Work required: Transcribe only the part of the listing below that begins at the line containing "Reviewer note: make sure every instance of the dry" and runs to its final line, keeping both ends.

The records:
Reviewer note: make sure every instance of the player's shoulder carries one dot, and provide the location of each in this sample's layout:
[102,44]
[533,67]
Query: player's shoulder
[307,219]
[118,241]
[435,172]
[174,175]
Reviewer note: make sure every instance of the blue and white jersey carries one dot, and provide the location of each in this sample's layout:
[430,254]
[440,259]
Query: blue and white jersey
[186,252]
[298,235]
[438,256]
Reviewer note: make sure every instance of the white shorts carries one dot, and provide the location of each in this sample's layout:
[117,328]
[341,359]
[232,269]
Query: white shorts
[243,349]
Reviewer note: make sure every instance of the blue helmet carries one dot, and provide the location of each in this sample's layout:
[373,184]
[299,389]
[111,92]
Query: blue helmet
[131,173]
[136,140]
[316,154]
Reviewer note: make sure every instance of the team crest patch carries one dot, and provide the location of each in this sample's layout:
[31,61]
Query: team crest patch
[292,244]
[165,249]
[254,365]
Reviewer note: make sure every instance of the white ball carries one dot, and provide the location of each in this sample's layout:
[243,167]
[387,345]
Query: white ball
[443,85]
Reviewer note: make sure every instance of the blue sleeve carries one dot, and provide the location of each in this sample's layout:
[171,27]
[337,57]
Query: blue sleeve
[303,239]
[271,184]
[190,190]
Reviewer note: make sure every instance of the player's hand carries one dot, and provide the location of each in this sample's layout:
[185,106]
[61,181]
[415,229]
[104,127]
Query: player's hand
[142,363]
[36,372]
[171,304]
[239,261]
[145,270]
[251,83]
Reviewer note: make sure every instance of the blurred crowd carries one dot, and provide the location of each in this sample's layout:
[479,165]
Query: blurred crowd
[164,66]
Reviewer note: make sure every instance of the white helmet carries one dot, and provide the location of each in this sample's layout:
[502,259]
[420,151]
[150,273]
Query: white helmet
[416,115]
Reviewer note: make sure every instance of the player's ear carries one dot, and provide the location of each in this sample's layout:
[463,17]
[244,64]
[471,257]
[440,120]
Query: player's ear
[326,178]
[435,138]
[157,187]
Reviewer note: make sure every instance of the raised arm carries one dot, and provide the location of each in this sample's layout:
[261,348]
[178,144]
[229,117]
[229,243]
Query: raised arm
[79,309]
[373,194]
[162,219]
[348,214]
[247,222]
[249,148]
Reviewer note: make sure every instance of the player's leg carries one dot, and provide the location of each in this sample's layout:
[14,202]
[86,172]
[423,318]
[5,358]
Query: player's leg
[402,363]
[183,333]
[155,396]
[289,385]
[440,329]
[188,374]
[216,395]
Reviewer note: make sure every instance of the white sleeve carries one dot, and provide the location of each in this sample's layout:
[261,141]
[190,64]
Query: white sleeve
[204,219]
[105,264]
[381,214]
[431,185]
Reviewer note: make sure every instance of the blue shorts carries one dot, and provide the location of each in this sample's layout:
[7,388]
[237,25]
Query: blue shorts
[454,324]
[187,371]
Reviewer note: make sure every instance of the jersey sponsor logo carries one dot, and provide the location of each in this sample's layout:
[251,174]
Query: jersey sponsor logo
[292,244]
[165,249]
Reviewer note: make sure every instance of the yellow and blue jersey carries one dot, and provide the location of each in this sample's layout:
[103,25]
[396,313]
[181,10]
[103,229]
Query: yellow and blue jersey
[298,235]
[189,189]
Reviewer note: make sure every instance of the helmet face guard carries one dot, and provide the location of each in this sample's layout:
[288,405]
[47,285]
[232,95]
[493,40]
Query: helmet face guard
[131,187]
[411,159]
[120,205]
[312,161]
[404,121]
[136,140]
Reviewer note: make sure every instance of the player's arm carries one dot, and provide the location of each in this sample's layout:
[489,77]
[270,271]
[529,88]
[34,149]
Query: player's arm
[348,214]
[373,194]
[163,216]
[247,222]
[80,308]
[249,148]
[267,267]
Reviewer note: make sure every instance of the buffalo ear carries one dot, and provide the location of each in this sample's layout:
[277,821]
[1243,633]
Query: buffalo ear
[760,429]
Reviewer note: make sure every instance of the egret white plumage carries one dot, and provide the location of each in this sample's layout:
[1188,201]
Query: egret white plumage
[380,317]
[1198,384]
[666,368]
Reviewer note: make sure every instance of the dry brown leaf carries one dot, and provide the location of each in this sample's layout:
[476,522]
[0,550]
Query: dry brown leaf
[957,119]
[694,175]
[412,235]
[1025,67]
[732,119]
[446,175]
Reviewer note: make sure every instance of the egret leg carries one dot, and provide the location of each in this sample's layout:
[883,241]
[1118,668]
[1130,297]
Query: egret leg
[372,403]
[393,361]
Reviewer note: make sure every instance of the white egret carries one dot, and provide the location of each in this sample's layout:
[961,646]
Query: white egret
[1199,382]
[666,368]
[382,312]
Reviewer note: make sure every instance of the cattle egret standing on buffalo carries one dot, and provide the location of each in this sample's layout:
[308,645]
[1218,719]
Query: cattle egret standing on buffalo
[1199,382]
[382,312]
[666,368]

Full response:
Reviewer note: make sure every instance of the dry brown leaf carries one dot, and provide the location of each in this sample's layout:
[476,522]
[0,550]
Query: dry brown leaf
[957,119]
[694,175]
[412,235]
[1025,67]
[732,119]
[446,175]
Reviewer note: make sure every instance of the egret leg carries one dot, and provide the location of each in this sample's layout:
[883,241]
[1118,668]
[1130,297]
Query: egret leg
[372,403]
[393,361]
Reviewer note: make sure every instance of the white egret carries one dot, and provide the location of each in this sample's layout:
[961,646]
Query: white egret
[1199,382]
[666,368]
[382,312]
Reviewer note: make sure every instance of the cattle egret standing on buffalo carries one dot, and provide the location of each in this sample's layout:
[308,645]
[1218,719]
Query: cattle egret standing on buffalo
[1199,382]
[382,312]
[666,368]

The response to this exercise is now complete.